WHAT IS ASKED |
Please rewrite the data below with "bounding box" replaced by "bounding rectangle" throughout, leaving everything else unchanged and omitting the pictures.

⁂

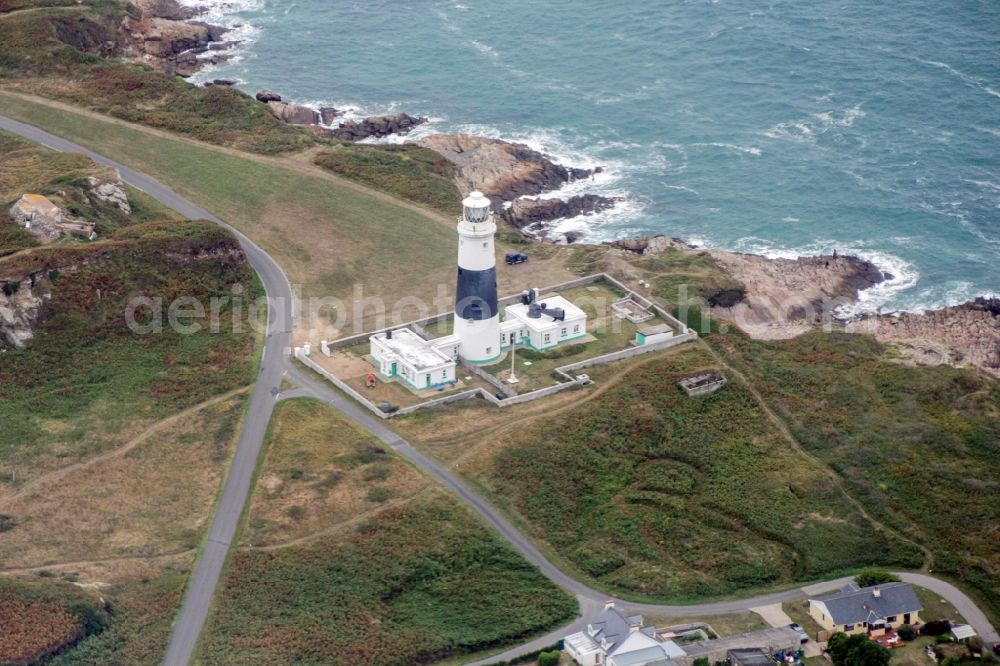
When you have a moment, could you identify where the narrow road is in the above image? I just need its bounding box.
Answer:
[0,116,293,666]
[0,116,1000,666]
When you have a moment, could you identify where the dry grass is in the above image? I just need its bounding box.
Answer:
[0,397,244,568]
[243,399,427,546]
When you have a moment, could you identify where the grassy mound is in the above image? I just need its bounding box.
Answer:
[483,348,920,599]
[0,0,315,154]
[713,333,1000,617]
[314,144,461,215]
[0,215,259,465]
[0,578,109,665]
[199,400,576,666]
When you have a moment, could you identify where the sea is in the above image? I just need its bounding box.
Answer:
[183,0,1000,314]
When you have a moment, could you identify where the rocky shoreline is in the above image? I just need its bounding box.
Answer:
[107,0,1000,375]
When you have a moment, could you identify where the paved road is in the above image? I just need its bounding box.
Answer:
[0,116,1000,666]
[0,116,293,666]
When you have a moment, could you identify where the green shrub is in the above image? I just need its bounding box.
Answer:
[854,567,899,587]
[827,632,891,666]
[920,620,951,636]
[538,650,562,666]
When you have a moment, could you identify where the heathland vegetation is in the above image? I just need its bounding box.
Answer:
[430,347,921,600]
[200,401,576,665]
[0,134,260,664]
[712,333,1000,617]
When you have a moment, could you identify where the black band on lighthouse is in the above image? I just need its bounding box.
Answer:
[455,267,500,320]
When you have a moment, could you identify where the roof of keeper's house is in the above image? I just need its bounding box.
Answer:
[814,583,923,624]
[16,194,59,216]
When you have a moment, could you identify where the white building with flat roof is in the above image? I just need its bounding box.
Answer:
[500,291,587,350]
[368,328,459,391]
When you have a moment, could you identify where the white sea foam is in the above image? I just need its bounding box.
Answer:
[972,125,1000,137]
[178,0,265,83]
[663,183,701,197]
[545,193,645,242]
[917,58,1000,97]
[469,39,500,60]
[762,104,865,143]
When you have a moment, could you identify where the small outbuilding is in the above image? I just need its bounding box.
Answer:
[368,328,456,391]
[635,324,674,345]
[10,194,62,242]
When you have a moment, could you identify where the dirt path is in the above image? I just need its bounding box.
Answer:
[0,548,198,576]
[696,338,934,571]
[0,89,455,229]
[448,348,711,467]
[0,384,253,504]
[248,483,435,550]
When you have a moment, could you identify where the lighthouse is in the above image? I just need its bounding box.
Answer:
[455,192,500,363]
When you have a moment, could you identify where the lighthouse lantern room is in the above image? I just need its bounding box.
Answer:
[455,192,500,363]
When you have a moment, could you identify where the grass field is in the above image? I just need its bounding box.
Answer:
[313,144,462,217]
[463,348,920,600]
[199,400,576,666]
[0,396,244,571]
[713,333,1000,618]
[642,611,768,638]
[0,0,316,153]
[241,400,427,547]
[0,579,110,664]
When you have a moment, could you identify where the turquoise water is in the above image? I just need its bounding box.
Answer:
[190,0,1000,310]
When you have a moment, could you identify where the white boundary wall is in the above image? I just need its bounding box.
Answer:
[293,273,698,419]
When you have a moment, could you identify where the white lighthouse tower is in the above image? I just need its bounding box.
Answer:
[455,192,500,363]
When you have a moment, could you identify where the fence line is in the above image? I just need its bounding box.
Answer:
[294,273,698,419]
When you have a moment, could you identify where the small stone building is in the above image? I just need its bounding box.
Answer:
[10,194,62,243]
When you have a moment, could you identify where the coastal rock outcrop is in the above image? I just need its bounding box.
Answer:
[501,194,620,229]
[254,89,281,104]
[846,297,1000,376]
[132,0,195,21]
[418,134,597,204]
[87,169,132,215]
[0,279,50,347]
[708,250,892,339]
[319,106,340,125]
[121,0,234,76]
[330,113,427,141]
[122,16,227,76]
[267,102,319,125]
[607,234,692,255]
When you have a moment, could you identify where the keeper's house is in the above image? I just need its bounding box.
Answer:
[368,328,458,391]
[809,583,923,636]
[500,290,587,351]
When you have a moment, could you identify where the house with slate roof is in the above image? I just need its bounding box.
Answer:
[563,601,685,666]
[809,583,923,636]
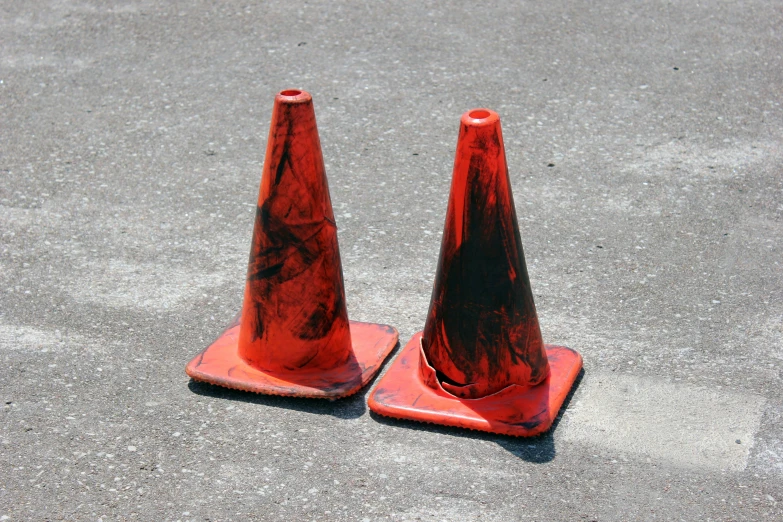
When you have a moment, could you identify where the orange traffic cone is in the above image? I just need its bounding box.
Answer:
[369,109,582,436]
[185,90,398,399]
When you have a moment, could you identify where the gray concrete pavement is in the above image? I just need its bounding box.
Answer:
[0,1,783,521]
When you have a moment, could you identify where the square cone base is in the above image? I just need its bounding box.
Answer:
[367,332,582,437]
[185,321,399,399]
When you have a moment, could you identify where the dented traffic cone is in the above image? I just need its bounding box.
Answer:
[185,90,398,399]
[369,109,582,436]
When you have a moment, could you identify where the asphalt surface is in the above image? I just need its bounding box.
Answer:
[0,0,783,521]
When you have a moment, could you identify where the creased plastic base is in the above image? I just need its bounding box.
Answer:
[185,321,399,399]
[368,332,582,437]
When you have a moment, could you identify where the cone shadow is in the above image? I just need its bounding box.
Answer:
[188,379,367,419]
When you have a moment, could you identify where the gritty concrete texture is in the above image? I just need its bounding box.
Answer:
[0,0,783,521]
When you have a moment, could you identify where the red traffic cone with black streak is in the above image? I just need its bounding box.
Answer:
[185,90,398,399]
[369,109,582,436]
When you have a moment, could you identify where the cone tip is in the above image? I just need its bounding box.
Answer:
[462,109,500,127]
[275,89,313,103]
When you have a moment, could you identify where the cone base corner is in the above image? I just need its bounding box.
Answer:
[185,321,399,400]
[368,332,582,437]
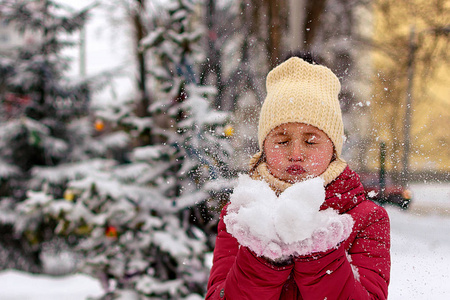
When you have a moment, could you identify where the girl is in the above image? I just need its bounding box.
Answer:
[206,57,390,300]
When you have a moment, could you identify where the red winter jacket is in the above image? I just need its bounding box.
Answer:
[206,166,390,300]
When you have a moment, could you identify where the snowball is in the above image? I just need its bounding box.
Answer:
[224,175,353,259]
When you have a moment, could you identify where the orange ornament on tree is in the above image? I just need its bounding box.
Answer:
[94,119,105,131]
[105,226,118,239]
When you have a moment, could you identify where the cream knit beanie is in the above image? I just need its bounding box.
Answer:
[258,57,344,158]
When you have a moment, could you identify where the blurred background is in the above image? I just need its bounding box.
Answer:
[0,0,450,300]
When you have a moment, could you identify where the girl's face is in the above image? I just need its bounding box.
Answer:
[264,123,334,183]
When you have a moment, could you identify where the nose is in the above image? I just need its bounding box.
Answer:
[289,141,305,161]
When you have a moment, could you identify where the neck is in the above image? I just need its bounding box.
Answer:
[250,152,347,195]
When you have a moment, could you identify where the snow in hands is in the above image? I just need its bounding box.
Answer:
[224,175,354,260]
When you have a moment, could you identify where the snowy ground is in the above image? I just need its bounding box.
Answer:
[0,185,450,300]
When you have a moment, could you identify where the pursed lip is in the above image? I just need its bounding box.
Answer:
[286,165,306,175]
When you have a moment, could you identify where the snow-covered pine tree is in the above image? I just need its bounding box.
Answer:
[14,1,232,299]
[0,0,98,272]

⁂

TASK SOLUTION |
When you have a moment, could you identify where the narrow road is in the above image? I just need its bounding rectangle.
Answer:
[0,116,293,666]
[0,116,1000,666]
When you have a moment, could you identify where the dry grass is in the above image? I just need its bounding rectangle.
Answer:
[0,397,244,568]
[243,399,427,546]
When you have a moment, could you identify where the grassy mound is in the above image? I just need its bounding rectangle.
Answer:
[483,348,920,599]
[0,0,315,154]
[713,333,1000,617]
[314,144,461,215]
[0,215,259,465]
[0,578,109,665]
[199,400,576,666]
When you have a moment, could you identify where the sea is in the above image? I just need its bounding rectangle.
Answer:
[183,0,1000,314]
When you have a moment, could you identify where the rocky shoreline is in the above image? I just need its bounding rectangle.
Answer:
[107,0,1000,375]
When you have a moment, could you identify where the paved road is in the above image? I just need its bounding rectangle.
Answer:
[0,116,1000,666]
[0,116,293,666]
When you have a moment, could you identify where the green shrub is in the above image? I just need its bounding rectangle.
Answer:
[854,567,899,587]
[827,632,891,666]
[920,620,951,636]
[538,650,562,666]
When you have a moment, could you identify where the heathland vegetation is in the above image? I just need its bounding rectangle.
Answer:
[430,347,921,600]
[200,401,576,665]
[0,134,260,664]
[712,333,1000,617]
When you have a moment, could you identify where the black band on lighthouse is in the above image? I just need its bounding rectangle.
Answer:
[455,267,500,320]
When you have a moment, could you identify where the roof of keeper's house is in the above image? I just need its bounding rectangle.
Answer:
[814,583,923,624]
[16,194,59,216]
When you have a moment, could you identify where the white building with flat roof is in the above image? I just need its bounding rectangle.
Answer:
[500,291,587,350]
[368,328,459,391]
When you have a moment, could you identify where the white sea foam is in the above image? I just need its bounding rectangle.
Answer:
[972,125,1000,137]
[178,0,265,83]
[663,183,701,197]
[545,193,645,242]
[917,58,1000,97]
[469,39,500,60]
[762,104,865,143]
When you have a moment, could you identify where the small outbuilding is in the above image? I just need its bounding rectangle.
Answer:
[368,328,456,391]
[635,324,674,345]
[10,194,62,242]
When you have a moment, could you identify where the dirt path is in the above image? I just need its bounding rectangle.
Answer:
[0,548,198,576]
[696,338,934,571]
[0,89,455,229]
[448,348,711,467]
[0,384,253,504]
[248,483,435,550]
When you have a moment, could you identify where the lighthouse is in the above image? I just need its bounding rectangle.
Answer:
[455,192,500,363]
When you have a moment, could you identify where the lighthouse lantern room is in the above image? I just need its bounding rectangle.
Answer:
[455,192,500,363]
When you have a moment, could you identify where the grass field is in the above image? I just need its bounding rectangle.
Answer:
[313,144,462,217]
[463,348,920,600]
[199,400,576,666]
[0,396,244,571]
[713,333,1000,618]
[642,611,768,638]
[0,0,316,153]
[241,400,427,547]
[0,579,110,664]
When you have a moment, could you identify where the turquoise water is in the above image? I just need its bounding rectangle.
Answer:
[190,0,1000,310]
When you have a moment, could you identify where the white boundary wall is in the above image? I just need its bounding rectangle.
Answer:
[293,273,698,419]
When you have a moment, could you identify where the white lighthouse tower is in the above image? I just need its bounding rectangle.
Answer:
[455,192,500,363]
When you have a moment, could you identify where the fence line is in the above image? I just need its bounding rectangle.
Answer:
[294,273,698,419]
When you have a moment, could you identify where the small stone building is in the above image? I just need its bounding rectangle.
Answer:
[10,194,62,243]
When you have a moment, could you identify where the coastal rock outcrop is in the above image? I just need its bounding rectangle.
Answer:
[501,194,620,229]
[254,89,281,104]
[846,297,1000,376]
[132,0,195,21]
[418,134,597,204]
[87,169,132,215]
[0,279,50,347]
[708,250,892,339]
[319,106,340,125]
[121,0,234,76]
[330,113,427,141]
[122,16,227,76]
[267,102,319,125]
[607,234,692,255]
When you have a moment, could you identify where the keeper's house is in the above image? I just need its bounding rectangle.
Answer:
[368,328,458,391]
[809,583,923,636]
[500,290,587,351]
When you have a moment, could you identify where the house with slate roof is in the above image? I just need its bounding rectangle.
Answer:
[563,601,685,666]
[809,583,923,636]
When you have a moment, could you identify where the orange traffic cone is in the above image? I just need its bounding rectangle.
Answer:
[369,109,582,436]
[185,90,398,399]
When you have a moment, could you identify where the gray concrete pavement is in the above image? I just need its bounding rectangle.
Answer:
[0,1,783,521]
When you have a moment, could you identify where the square cone base is in the above image? I just need its bounding rectangle.
Answer:
[367,332,582,437]
[185,321,399,399]
When you have a moment, could you identify where the dented traffic cone is in the above image? I just need its bounding rectangle.
Answer:
[185,90,398,399]
[369,109,582,436]
When you have a moment, could you identify where the asphalt surface is in the above image? I just need its bounding rectangle.
Answer:
[0,0,783,521]
When you have a moment, could you identify where the creased plastic base is in the above image? I just need its bounding rectangle.
Answer:
[185,321,399,399]
[368,332,582,437]
When you have a moment, could you identify where the cone shadow is in the above image? I just need its bounding rectangle.
Answer:
[188,379,367,419]
When you have a moment, could you identify where the gritty concrete texture is in the above image? I just need its bounding rectangle.
Answer:
[0,0,783,521]
When you have a moment, could you identify where the red traffic cone with black streak is in the above image? I just need its bounding rectangle.
Answer:
[185,90,398,399]
[369,109,582,436]
When you have a moment, could you identify where the cone tip is in the above image? I just need its bounding rectangle.
Answer:
[462,109,500,127]
[275,89,313,103]
When you have a moment, could you identify where the cone base corner is in the above image? I just need its bounding rectangle.
Answer:
[185,321,399,400]
[368,332,582,437]
When you have a moment, could you identify where the girl is in the above image? I just need its bounding rectangle.
Answer:
[206,57,390,300]
When you have a moment, could you identify where the red winter jacket is in the above image? I just need its bounding rectangle.
Answer:
[206,166,390,300]
When you have a moment, could you identify where the snowball is in the above image? I just need its bounding rectangle.
Answer:
[224,175,353,259]
When you have a moment, could you identify where the orange ornament on tree is in the above image? I just need its bounding rectangle.
Answer:
[94,119,105,131]
[105,226,118,239]
When you have a moment, could you identify where the cream knit beanie is in the above image? I just need its bounding rectangle.
Answer:
[258,57,344,158]
When you have a moment, could you identify where the blurred background is in the above image? I just need its bounding rectangle.
Answer:
[0,0,450,300]
When you have a moment, could you identify where the girl's face is in the above image? I just need its bounding rectangle.
Answer:
[264,123,334,183]
When you have a moment, could you identify where the nose is in the above image? I just need its bounding rectangle.
Answer:
[289,141,305,161]
When you have a moment, could you identify where the neck is in the above image? I just need its bounding rectangle.
Answer:
[250,152,347,195]
When you have a moment, could you identify where the snow in hands is in the above image? I just need its bounding rectangle.
Answer:
[224,175,354,260]
When you have a moment, could you identify where the snowy ground is in the above image? I just need its bounding rectangle.
Answer:
[0,185,450,300]
When you have a moment, could you identify where the pursed lip is in the above image? I just need its bounding rectangle.
Answer:
[286,165,306,175]
When you have a moment, could you identify where the snow-covered pine tree is in the above image? I just need its bounding rectangle.
Answer:
[14,1,232,299]
[0,0,98,272]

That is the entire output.